====== Entries

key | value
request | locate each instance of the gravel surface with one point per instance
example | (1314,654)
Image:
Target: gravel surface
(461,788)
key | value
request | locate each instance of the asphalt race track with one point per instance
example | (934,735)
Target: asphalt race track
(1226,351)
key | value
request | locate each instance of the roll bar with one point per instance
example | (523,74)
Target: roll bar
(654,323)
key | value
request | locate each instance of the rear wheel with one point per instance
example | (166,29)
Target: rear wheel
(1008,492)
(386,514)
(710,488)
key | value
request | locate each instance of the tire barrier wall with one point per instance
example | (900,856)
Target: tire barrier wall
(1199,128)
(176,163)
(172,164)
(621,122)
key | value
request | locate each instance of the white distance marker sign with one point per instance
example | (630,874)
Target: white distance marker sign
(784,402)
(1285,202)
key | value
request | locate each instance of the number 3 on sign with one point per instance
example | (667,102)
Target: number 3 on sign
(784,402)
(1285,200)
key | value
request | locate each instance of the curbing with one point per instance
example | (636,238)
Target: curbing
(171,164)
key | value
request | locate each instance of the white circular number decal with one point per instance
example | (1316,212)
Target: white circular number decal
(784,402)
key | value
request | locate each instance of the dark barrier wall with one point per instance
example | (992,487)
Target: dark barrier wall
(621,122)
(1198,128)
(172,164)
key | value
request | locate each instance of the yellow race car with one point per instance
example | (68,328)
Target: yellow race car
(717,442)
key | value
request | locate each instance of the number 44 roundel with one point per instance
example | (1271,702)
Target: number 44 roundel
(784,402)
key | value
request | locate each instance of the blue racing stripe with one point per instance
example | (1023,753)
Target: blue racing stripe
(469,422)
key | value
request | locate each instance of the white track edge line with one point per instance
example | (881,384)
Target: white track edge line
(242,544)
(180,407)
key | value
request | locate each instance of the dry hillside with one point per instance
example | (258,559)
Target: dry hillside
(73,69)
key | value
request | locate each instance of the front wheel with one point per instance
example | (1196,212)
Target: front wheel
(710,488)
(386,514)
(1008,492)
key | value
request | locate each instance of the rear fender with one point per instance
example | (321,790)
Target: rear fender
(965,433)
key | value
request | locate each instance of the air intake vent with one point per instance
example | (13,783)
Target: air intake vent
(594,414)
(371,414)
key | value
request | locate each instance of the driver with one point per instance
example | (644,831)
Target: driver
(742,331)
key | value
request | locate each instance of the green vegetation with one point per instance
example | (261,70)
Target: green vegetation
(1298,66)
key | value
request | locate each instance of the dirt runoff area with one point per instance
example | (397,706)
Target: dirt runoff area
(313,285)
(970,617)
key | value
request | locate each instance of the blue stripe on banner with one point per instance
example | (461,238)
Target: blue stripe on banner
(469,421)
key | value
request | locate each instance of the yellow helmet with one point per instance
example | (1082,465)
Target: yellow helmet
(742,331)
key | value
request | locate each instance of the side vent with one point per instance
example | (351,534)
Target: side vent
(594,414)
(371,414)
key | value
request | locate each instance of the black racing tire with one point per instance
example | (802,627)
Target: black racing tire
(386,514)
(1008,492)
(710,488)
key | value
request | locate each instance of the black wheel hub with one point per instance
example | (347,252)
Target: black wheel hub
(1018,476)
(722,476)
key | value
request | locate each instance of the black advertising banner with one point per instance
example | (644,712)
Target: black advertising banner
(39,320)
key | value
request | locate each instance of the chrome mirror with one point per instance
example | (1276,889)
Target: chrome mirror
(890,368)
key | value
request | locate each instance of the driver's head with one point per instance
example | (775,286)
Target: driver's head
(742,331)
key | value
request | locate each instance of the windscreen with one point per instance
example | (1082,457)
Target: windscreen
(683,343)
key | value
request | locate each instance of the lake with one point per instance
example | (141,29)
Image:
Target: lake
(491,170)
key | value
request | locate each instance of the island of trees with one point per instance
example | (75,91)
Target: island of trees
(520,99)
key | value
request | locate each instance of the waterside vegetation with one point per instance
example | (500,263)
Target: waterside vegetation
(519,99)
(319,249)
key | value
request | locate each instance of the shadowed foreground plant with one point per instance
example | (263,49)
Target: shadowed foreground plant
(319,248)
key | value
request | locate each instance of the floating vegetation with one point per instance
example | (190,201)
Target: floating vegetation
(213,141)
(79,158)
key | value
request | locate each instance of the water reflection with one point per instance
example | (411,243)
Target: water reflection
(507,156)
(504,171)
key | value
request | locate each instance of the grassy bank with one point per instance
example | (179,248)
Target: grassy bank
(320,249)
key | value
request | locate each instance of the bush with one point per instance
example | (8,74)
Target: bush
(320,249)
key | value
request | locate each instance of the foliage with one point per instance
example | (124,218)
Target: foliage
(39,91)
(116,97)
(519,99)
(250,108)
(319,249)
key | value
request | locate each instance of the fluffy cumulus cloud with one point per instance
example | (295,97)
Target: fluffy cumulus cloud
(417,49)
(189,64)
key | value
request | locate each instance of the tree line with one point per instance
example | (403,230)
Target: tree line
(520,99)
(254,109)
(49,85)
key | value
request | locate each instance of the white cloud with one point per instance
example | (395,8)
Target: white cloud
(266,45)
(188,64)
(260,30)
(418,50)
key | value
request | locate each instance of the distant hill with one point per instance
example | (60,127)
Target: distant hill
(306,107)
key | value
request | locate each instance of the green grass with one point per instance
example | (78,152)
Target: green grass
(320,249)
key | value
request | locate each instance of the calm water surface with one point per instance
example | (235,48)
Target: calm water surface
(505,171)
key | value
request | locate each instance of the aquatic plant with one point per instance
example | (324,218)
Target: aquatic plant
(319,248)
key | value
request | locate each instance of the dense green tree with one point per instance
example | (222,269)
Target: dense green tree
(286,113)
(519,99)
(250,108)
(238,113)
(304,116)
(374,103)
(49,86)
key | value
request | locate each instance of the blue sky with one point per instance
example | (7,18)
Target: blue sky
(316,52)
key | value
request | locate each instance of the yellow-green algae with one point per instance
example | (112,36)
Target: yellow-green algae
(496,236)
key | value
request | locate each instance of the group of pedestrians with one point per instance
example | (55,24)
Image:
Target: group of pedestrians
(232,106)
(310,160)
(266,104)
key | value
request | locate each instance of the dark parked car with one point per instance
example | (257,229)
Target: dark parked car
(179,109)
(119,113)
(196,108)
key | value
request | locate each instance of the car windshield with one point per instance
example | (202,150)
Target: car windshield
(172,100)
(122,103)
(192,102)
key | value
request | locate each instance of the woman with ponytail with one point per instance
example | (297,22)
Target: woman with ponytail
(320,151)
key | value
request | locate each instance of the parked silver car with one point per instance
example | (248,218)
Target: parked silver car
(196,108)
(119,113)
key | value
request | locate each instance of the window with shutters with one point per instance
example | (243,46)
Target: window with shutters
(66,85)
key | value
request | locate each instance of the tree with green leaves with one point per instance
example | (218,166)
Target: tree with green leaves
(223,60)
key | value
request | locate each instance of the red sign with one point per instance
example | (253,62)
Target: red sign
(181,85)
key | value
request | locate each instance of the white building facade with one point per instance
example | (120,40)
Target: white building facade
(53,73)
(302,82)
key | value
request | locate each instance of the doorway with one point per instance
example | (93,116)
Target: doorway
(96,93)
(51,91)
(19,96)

============

## Job
Take the entries above and transcribe them in full.

## The solution
key | value
request | locate each instance of the gravel surface with one point per instance
example | (1314,654)
Image:
Target: gravel surface
(461,788)
key | value
request | locate each instance of the asphalt race track with one point per instance
example | (934,735)
Target: asphalt race track
(1226,351)
key | value
request | locate each instance of the roll bar with one point per instance
example | (523,74)
Target: roll bar
(654,323)
key | value
request | locate each instance of the rear wheel with one point per instance
example | (166,29)
Target: rear wheel
(1008,492)
(386,514)
(710,488)
key | value
request | locate each instance of the tire barrier wall with one point per instance
example | (900,856)
Target: tire barrier wall
(1199,128)
(176,163)
(172,164)
(621,122)
key | value
request | locate each instance of the white distance marker sign with one point per instance
example | (630,874)
Target: white distance marker sign
(784,402)
(1285,202)
key | value
request | locate each instance of the number 3 on sign with one point per instance
example | (667,102)
Target: number 3 on sign
(784,402)
(1285,200)
key | value
request | locate each instance of the curbing with one point per instance
example | (636,238)
Target: curbing
(171,164)
key | value
request | locate each instance of the white circular number decal with one point per instance
example | (1316,212)
Target: white circular number decal
(784,402)
key | value
request | locate each instance of the dark barrier wall with one point per instance
example | (992,487)
Target: dark barrier wall
(621,122)
(1198,128)
(172,164)
key | value
request | locate each instance of the yellow race car with one point per instance
example | (68,328)
Target: yellow race car
(717,442)
key | value
request | locate each instance of the number 44 roundel with one point per instance
example | (1271,702)
Target: number 44 roundel
(784,402)
key | value
request | locate each instance of the blue racing stripe with one point per instance
example | (1023,753)
Target: blue racing stripe
(469,422)
key | value
request | locate each instance of the white track edge line with one point per instance
example | (881,384)
Target: white track edge line
(242,544)
(180,407)
key | value
request | locate each instance of the dry hillside with one point per instance
example | (258,559)
Target: dry hillside
(73,69)
key | value
request | locate each instance of the front wheel with one point per instance
example | (1196,212)
Target: front wheel
(710,488)
(386,514)
(1008,492)
key | value
request | locate each instance of the rear fender with one point per instance
example | (321,790)
Target: rear fender
(965,433)
key | value
request | locate each instance of the air intake vent with one point per instance
example | (13,783)
Target: air intake vent
(594,414)
(371,414)
key | value
request | locate each instance of the driver with one point per instance
example | (644,831)
Target: driver
(742,331)
key | value
request | locate each instance of the green vegetation with one point per instance
example | (261,70)
Target: green vegetation
(1298,66)
key | value
request | locate each instance of the dirt runoff area with one point per instance
example | (397,706)
Target: dirt runoff area
(313,285)
(970,617)
key | value
request | locate each instance of the blue stripe on banner with one point per instance
example | (461,238)
Target: blue stripe on banner
(469,421)
key | value
request | locate each instance of the yellow helmet with one point per instance
example | (1082,465)
Target: yellow helmet
(742,331)
key | value
request | locate each instance of the side vent with one point per instance
example | (351,534)
Target: side vent
(594,414)
(371,414)
key | value
request | locate each instance of the black racing tire with one point per instance
example | (802,627)
Target: black racing tire
(386,514)
(1008,492)
(710,488)
key | value
request | locate each instance of the black wheel hub with one point per instance
example | (347,252)
Target: black wheel hub
(1018,476)
(722,476)
key | value
request | locate each instance of the black advertising banner with one point per instance
example | (644,712)
Target: black advertising banner
(39,320)
key | value
request | locate each instance of the chrome mirror with one point per instance
example | (1276,889)
Target: chrome mirror
(890,368)
key | value
request | locate each instance of the driver's head with one point per instance
example | (775,286)
Target: driver's head
(742,331)
key | value
request | locate each instance of the windscreen with one point per instance
example | (1082,457)
Target: windscreen
(683,343)
key | value
request | locate each instance of the lake with one point per instance
example | (141,29)
Image:
Target: lake
(491,170)
key | value
request | locate each instance of the island of trees with one point per instance
example | (75,91)
Target: island of trees
(520,99)
key | value
request | locate each instance of the waterside vegetation with one point per instance
example | (500,263)
Target: waterside vegetation
(519,99)
(319,249)
key | value
request | locate each instance of the shadowed foreground plant with one point per instance
example | (263,49)
Target: shadowed foreground plant
(319,248)
key | value
request | locate each instance of the floating vegetation with one point per instance
example | (190,201)
Target: floating vegetation
(213,141)
(79,158)
key | value
request | locate each instance of the water reflection with one point per instance
example | (411,243)
Target: water reflection
(507,156)
(504,171)
key | value
request | locate each instance of the grassy bank with one point per instance
example | (179,248)
Target: grassy bank
(320,249)
key | value
request | locate each instance of the bush with one point per instance
example | (8,74)
Target: bush
(320,249)
key | value
request | locate each instance of the foliage with one point per instance
example | (124,218)
Target: foliage
(39,91)
(116,97)
(519,99)
(250,108)
(319,249)
key | value
request | locate each instance of the fluffy cumulus cloud with one point per instance
example | (295,97)
Target: fluffy cumulus cloud
(417,49)
(189,64)
key | value
request | locate each instance of the tree line with one point per instance
example | (403,230)
Target: tree line
(520,99)
(254,109)
(49,85)
key | value
request | locate each instance of the white cloud with one point per instance
example | (395,8)
Target: white cloud
(266,45)
(188,64)
(260,30)
(418,50)
key | value
request | locate each instance of the distant hill with one point per instance
example | (60,127)
Target: distant hill
(306,107)
key | value
request | locate each instance of the green grass with one point per instance
example | (78,152)
Target: green grass
(320,249)
key | value
request | locate each instance of the calm water surface with one point per instance
example | (235,48)
Target: calm water surface
(505,171)
key | value
request | locate each instance of the aquatic plant with one point per instance
example | (324,218)
Target: aquatic plant
(319,248)
key | value
request | locate each instance of the dense green tree with one point per instance
example | (222,269)
Target: dense green tree
(286,113)
(519,99)
(250,108)
(238,113)
(304,116)
(374,103)
(49,86)
key | value
request | locate each instance of the blue sky with one point per instance
example | (7,18)
Target: blue sky
(316,52)
key | value
request | locate each instance of the yellow-green algae with one point per instance
example | (112,36)
Target: yellow-green algae
(496,236)
key | value
request | locate each instance of the group of pedestrians with one point per instance
example | (55,24)
Image:
Target: group of pedestrians
(232,106)
(310,160)
(266,104)
key | value
request | locate each instance of the dark parked car with one point per instance
example | (257,229)
Target: dark parked car
(179,109)
(119,113)
(196,108)
key | value
request | locate each instance of the car windshield with one point per instance
example | (202,150)
Target: car windshield
(172,100)
(122,103)
(192,102)
key | value
request | locate each instance of the woman with ponytail with one point per instance
example | (297,22)
Target: woman with ponytail
(320,151)
key | value
request | locate each instance of the parked silver car with one point per instance
example | (248,218)
Target: parked silver car
(196,108)
(119,113)
key | value
request | locate each instance of the window with shutters with one point per instance
example | (243,46)
Target: window with shutters
(66,85)
key | value
request | locate each instance of the tree with green leaves with one point per instance
example | (218,166)
Target: tree with green leaves
(223,60)
key | value
request | locate each instance of the red sign with one point per instance
example | (253,62)
Target: red sign
(181,85)
key | value
request | locate each instance of the white building facade with one point per instance
example | (120,40)
Target: white building facade
(53,73)
(302,82)
key | value
request | locate each instance of the doorway with one point per instance
example | (93,116)
Target: doorway
(96,93)
(51,91)
(19,96)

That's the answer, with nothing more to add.